### Aim of the task
Could you please retype the records exactly, minus their pictures?

### Task material
════

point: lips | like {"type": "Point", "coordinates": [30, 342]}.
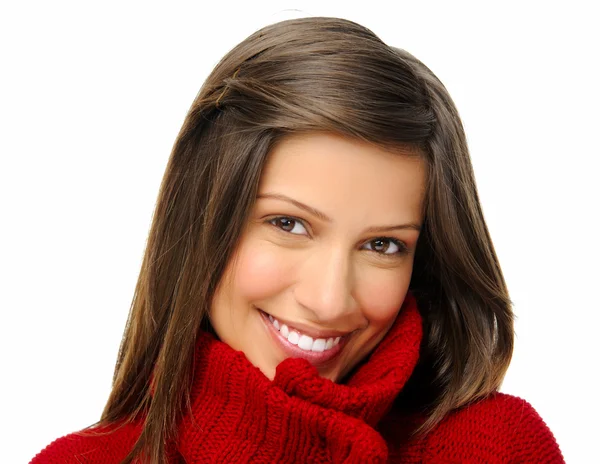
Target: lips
{"type": "Point", "coordinates": [297, 345]}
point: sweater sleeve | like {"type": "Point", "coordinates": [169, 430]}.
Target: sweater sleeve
{"type": "Point", "coordinates": [498, 429]}
{"type": "Point", "coordinates": [102, 445]}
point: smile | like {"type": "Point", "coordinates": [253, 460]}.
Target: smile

════

### Output of the task
point: lips | like {"type": "Point", "coordinates": [30, 342]}.
Target: lips
{"type": "Point", "coordinates": [297, 345]}
point: sweater sleeve | like {"type": "Point", "coordinates": [169, 430]}.
Target: sweater sleeve
{"type": "Point", "coordinates": [498, 429]}
{"type": "Point", "coordinates": [102, 445]}
point: smile | like {"type": "Point", "coordinates": [253, 460]}.
Target: smile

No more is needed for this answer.